| Excerpted records |
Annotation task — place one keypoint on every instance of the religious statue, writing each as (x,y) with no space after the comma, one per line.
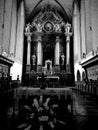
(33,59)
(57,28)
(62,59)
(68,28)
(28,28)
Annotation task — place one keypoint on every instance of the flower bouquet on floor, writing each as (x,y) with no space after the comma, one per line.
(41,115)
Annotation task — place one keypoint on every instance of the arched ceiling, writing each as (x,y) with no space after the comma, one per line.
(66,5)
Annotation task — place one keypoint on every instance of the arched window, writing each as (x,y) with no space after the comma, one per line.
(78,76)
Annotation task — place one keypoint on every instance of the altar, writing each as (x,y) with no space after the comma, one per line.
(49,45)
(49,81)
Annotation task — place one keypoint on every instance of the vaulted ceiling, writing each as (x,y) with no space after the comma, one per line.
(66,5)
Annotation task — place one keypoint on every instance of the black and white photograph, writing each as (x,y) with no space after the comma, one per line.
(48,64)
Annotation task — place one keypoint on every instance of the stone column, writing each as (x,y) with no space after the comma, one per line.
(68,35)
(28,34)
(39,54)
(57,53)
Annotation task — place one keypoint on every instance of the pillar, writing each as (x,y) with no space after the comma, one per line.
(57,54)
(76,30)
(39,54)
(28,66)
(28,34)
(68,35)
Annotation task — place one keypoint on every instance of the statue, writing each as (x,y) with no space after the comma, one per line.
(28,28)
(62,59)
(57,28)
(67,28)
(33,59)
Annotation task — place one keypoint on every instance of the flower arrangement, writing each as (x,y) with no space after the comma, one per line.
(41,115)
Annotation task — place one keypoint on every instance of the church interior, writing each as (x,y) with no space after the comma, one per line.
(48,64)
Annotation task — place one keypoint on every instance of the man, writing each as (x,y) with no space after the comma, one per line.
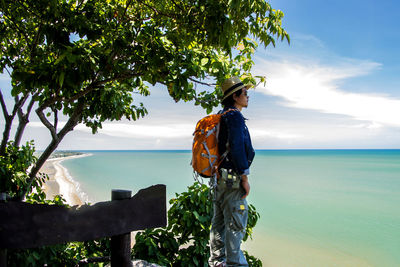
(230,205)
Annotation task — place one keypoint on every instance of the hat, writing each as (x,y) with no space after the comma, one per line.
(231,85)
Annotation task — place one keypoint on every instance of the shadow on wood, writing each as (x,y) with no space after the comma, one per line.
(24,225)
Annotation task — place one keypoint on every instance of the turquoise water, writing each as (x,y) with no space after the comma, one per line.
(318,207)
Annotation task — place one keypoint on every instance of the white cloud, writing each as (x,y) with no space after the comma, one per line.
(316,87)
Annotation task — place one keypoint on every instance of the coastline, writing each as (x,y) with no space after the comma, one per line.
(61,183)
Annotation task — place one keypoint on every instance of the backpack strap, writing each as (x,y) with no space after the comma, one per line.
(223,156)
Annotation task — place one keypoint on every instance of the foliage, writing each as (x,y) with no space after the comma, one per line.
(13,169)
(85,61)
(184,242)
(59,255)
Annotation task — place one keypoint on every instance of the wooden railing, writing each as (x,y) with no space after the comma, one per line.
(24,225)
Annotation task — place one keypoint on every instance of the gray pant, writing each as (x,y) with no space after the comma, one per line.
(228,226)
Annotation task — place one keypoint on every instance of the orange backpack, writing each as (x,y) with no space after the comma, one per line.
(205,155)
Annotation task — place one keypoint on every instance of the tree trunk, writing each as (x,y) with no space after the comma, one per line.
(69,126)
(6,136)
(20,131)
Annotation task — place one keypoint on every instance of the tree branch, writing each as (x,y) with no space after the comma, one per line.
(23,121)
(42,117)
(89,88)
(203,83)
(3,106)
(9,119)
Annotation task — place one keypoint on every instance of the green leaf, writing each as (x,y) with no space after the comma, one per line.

| Description of the task |
The whole of the data needs to be copied word for word, though not its pictures.

| Task response |
Annotation task — place one keypoint on every instance of the religious statue, writing each as (x,y) with no space after the comma, one per line.
(33,59)
(57,28)
(62,59)
(68,28)
(28,28)
Annotation task — place one keypoint on every instance of the flower bouquet on floor, writing each as (x,y) with no space after the comma, one per line.
(41,115)
Annotation task — place one keypoint on every instance of the arched ceiling, writing each as (x,y) with no space after the comma, one per line.
(66,5)
Annotation task — place one keypoint on every instance of the arched window, writing each as (x,y) with no space after the comma, one per line.
(78,76)
Annotation task — place one keypoint on every instance of the altar, writing each as (x,y) with no space after the comma, one per line.
(49,45)
(49,81)
Annotation task — place one keypoint on every instance of the vaulted ceiling, writing each as (x,y) with no space after the comma, one per line.
(66,5)
Annotation task — place one keypoint on every instance of the black and white photograph, writing each as (x,y) with no space after the comma, one per line.
(48,64)
Annotation task — place one keypoint on every instance of the stone column, writing each as (x,y) with no space after the comma, one per line.
(68,35)
(28,34)
(39,54)
(57,53)
Annotation task — place one keypoint on every instance of the pillar, writing each as (x,y) with no space after the comma, one per line.
(57,54)
(76,30)
(39,54)
(28,66)
(28,34)
(68,35)
Annotation task — place one keypoint on every instance of the statue, writing each as (x,y) with no space after the comma, one per line.
(28,28)
(62,59)
(57,28)
(67,28)
(33,59)
Annotation task — place one keypoint on every instance of the flower arrangement, writing each as (x,y) with no space after the comma, one per line.
(41,115)
Annotation task — place one keypoint on every instance of the church interior, writing each as (x,y) with no space after the comma, one per line.
(48,64)
Annotation task — place one keypoint on every instance of the man, writing each as (x,y) with no space after the comma, one per line.
(230,205)
Annotation task — place one keypoint on every instance of the hat, writing each as (x,y) with no space after the comma, one per line.
(231,85)
Annotation task — place one keypoint on every instance of the shadow on wood, writing each as (x,y) with no space after the comma, one per line.
(24,225)
Annotation task — place one keypoint on every instance of the turquoise water, writing each as (x,y) with no space after the comma, one per line.
(318,207)
Annotation task — place one keypoint on every instance of the white cloud, writing each as (x,y) with no space after the comma, one per line.
(316,87)
Annotation task — place one keypoint on every instance of the coastline, writing each as (x,y) with no space after the comma, one per line.
(61,183)
Annotation task — place one keypoint on every instance of the backpack strap, writing each as (x,y) with no space after the comma, one per line.
(223,156)
Annotation task — place one keypoint on every instance of the foliage, writing each as (x,y) with no space after the comma, one per line.
(13,169)
(85,61)
(184,242)
(59,255)
Annotation task — place one keypoint on every instance of the wooden railing, writing each as (x,y) with no space after the comma, one per line.
(24,225)
Annotation task — place one keypoint on every instance of the gray pant, writing each as (x,y) with no space after the comma, one per line.
(228,226)
Annotation task — place one keypoint on every instance of the orange backpack, writing each as (x,y) with no space after the comma, one per line.
(205,155)
Annotation task — place one keypoint on every instance of the tree trunk, writing each as (x,y) with no space after the comma, one per line.
(69,126)
(6,136)
(20,131)
Annotation task — place one keypoint on every instance of the tree branch, writing each as (x,y) with no space after the comma, one per line.
(23,121)
(42,117)
(89,88)
(203,83)
(3,106)
(9,119)
Annotation task — place one keypoint on every instance of the green leaf, writing each as (x,y) with no space after the comma, one per line.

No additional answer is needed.